[WHAT IS BEING ASKED]: Rewrite in full the stretch of items below from the one containing "water reflection, place" through the end of the items, adding 102 to every x and y coordinate in the answers.

>>>>

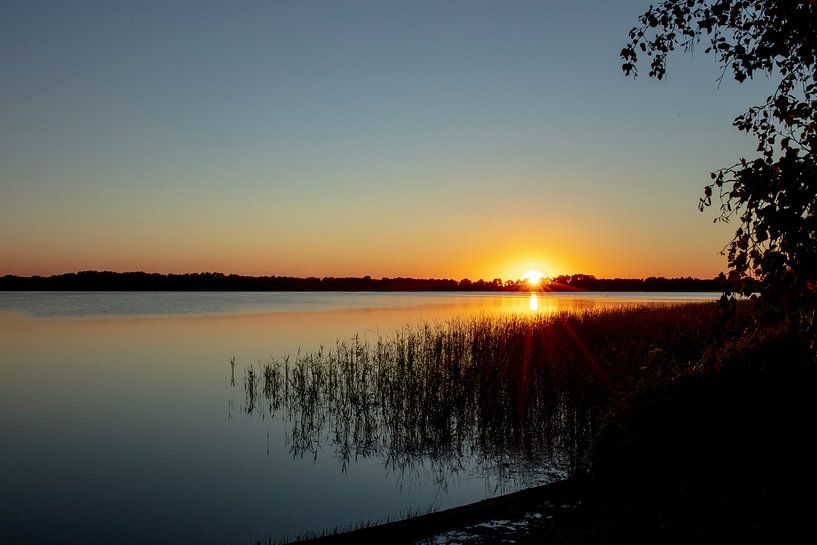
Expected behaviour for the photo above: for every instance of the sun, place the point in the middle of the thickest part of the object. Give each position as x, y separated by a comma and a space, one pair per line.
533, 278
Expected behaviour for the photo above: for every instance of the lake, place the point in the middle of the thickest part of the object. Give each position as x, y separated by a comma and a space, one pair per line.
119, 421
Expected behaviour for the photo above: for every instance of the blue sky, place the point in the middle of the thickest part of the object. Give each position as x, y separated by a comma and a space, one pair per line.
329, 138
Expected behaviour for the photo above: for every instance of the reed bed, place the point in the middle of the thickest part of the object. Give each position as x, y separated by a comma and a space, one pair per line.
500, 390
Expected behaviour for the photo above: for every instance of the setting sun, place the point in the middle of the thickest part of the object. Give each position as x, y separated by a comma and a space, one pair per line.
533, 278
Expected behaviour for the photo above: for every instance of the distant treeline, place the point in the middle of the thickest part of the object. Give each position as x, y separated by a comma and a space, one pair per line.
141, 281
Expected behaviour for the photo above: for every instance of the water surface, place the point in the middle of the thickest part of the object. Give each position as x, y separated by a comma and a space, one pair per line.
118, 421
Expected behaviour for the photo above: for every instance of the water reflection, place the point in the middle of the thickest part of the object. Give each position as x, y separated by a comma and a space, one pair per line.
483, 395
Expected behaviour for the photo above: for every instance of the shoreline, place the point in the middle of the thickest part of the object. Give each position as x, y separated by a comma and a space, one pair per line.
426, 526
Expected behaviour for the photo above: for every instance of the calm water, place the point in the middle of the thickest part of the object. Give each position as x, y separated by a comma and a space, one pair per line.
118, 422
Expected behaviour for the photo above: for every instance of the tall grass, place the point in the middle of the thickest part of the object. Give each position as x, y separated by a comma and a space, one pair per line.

<<<<

[FINISHED TASK]:
Expected behaviour for the photo above: for every instance of the water reflection, place the point in the middle of the thickest part of the object. Give each position as x, y separated by a comma and a space, one pair per line.
585, 497
Expected behaviour for the photo above: for every instance of the shoreline, place the point in the middle of the thickest part of the object. Give each position as x, y separated by a comma and a space, one pair per line.
528, 628
Expected behaviour for the photo above: for every instance of the calm water, place the point in the middle of the thickest part of the object. Give each position as x, y separated by a comma and a space, one pair per line.
220, 524
Expected behaviour for the photo above: for every instance of the tall grass, place the point in the middle of the thickest part of the object. Give each position as x, y separated by a comma and a space, one pair per line.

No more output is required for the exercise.